§ **To be done**
Arrange the lines below as a two-column CSV headed text,points, with one row for each line that starts with "Guideline:". Put its wording under text and every point that follows it under points, quoting each field and turning line breaks into spaces.
━━━━━ Data for processing
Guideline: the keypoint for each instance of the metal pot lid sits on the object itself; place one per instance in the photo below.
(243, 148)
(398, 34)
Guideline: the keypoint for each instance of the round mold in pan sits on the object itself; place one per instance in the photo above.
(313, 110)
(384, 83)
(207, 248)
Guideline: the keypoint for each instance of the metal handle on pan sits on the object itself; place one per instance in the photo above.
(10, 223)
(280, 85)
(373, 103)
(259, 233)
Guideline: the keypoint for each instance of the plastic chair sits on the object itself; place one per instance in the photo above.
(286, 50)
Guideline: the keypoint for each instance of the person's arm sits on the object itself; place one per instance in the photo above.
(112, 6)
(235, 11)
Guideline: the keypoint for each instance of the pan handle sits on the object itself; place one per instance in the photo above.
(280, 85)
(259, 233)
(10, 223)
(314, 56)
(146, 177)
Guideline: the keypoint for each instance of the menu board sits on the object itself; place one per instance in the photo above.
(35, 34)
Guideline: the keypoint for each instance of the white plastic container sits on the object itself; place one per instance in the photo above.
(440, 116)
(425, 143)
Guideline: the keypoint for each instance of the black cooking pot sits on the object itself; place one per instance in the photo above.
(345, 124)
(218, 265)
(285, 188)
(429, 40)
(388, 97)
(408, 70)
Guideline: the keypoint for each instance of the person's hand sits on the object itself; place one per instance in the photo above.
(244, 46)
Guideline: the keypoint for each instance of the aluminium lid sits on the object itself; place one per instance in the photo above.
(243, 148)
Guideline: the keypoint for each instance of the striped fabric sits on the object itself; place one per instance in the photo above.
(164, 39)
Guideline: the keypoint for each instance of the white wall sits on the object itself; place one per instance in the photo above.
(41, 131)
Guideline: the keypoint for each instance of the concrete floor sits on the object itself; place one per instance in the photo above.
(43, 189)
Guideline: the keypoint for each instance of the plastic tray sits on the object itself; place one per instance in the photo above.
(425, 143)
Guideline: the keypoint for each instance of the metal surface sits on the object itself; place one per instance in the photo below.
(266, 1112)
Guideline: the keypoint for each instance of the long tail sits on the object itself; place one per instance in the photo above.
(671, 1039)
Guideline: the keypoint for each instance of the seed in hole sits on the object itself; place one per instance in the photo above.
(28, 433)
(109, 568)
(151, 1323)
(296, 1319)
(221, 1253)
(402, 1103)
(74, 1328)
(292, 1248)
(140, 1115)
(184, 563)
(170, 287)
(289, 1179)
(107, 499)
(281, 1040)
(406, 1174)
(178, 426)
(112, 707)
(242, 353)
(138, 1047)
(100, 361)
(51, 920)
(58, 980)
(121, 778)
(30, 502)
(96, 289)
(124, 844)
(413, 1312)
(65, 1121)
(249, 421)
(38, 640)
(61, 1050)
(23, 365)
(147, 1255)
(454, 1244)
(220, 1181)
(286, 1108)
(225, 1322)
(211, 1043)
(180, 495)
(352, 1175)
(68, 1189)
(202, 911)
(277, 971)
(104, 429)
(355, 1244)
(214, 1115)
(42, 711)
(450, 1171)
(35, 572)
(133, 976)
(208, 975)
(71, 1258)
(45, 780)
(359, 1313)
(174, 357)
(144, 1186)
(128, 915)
━━━━━━━━━━
§ **Exercise result**
text,points
"Guideline: the keypoint for each instance of the metal pot lid sits on the object itself; place one per instance in the photo below.","(243, 148) (398, 34)"
"Guideline: the keypoint for each instance of the round mold in pan sits on the object itself; place one per instance in the photo above.","(313, 110) (384, 83) (207, 248)"
"Guideline: the keypoint for each instance of the metal handle on pan sits on the object itself; place one per instance in the photo above.","(10, 223) (280, 85) (373, 103) (259, 233)"
"Guideline: the keypoint for each instance of the plastic chair sits on the object itself; place one per instance in the photo above.","(286, 50)"
"Guideline: the keypoint for each instance of the person's arm sits on the object itself; place one per instance in the photo above.","(112, 6) (235, 11)"
"Guideline: the keypoint for each instance of the pan handle sits on the object itself; place one per instance in the photo above.","(280, 85) (259, 233) (10, 223) (314, 56) (146, 177)"
"Guideline: the keypoint for each instance of the menu board sits on the object itself; place one per instance in the photo above.","(35, 34)"
"Guideline: the keypoint for each instance of the white plastic container sits on the object itself; place one per instance in the photo above.","(440, 116) (425, 143)"
"Guideline: the keypoint for each instance of the black cooking pot sits on the object itself; place one per instance in the photo above.","(345, 124) (218, 265) (285, 188) (429, 40) (388, 97) (408, 70)"
"Guideline: the keypoint for each instance of the person's hand sits on the object itself; place one per instance in the photo above.","(244, 46)"
"Guideline: the keypoint for each instance of the aluminium lid sits on the object itself; place one per instance in the photo above.","(243, 148)"
"Guideline: the keypoint for each instance of the striped fabric sits on the object itself; place one per instance in the photo above.","(164, 39)"
"Guideline: the keypoint for each instance of the white wall sits on the object itself; place one per instance in the photo above.","(41, 131)"
"Guideline: the keypoint for each instance of the concrete floor sits on the object itself; place one per instance in the photo above.","(43, 189)"
"Guideline: the keypoint for each instance of the plastic tray sits on the object itself; place one per instance in the photo above.","(425, 143)"
"Guideline: the keypoint for each instance of the metal surface sits on the object itself; place one per instance in the photo below.","(266, 1112)"
"Guideline: the keypoint for each instance of the long tail sits on the object itself; place one per instance in the photo above.","(671, 1039)"
"Guideline: the keypoint for each instance of the seed in hole sits on the object itself; place one per instance in the photo above.","(28, 433) (109, 568) (151, 1323) (296, 1319) (221, 1253) (402, 1103) (74, 1328) (292, 1248) (140, 1115) (184, 563) (170, 287) (289, 1179) (107, 499) (281, 1040) (406, 1174) (178, 426) (112, 707) (242, 353) (138, 1047) (100, 361) (51, 920) (58, 980) (121, 778) (30, 502) (96, 289) (124, 844) (413, 1312) (65, 1121) (249, 421) (38, 640) (61, 1050) (23, 365) (147, 1255) (454, 1244) (220, 1181) (286, 1108) (225, 1322) (211, 1043) (180, 495) (352, 1175) (68, 1189) (202, 911) (277, 971) (104, 429) (355, 1244) (214, 1115) (42, 711) (450, 1171) (35, 572) (133, 976) (208, 975) (71, 1258) (45, 780) (359, 1313) (174, 357) (144, 1186) (128, 915)"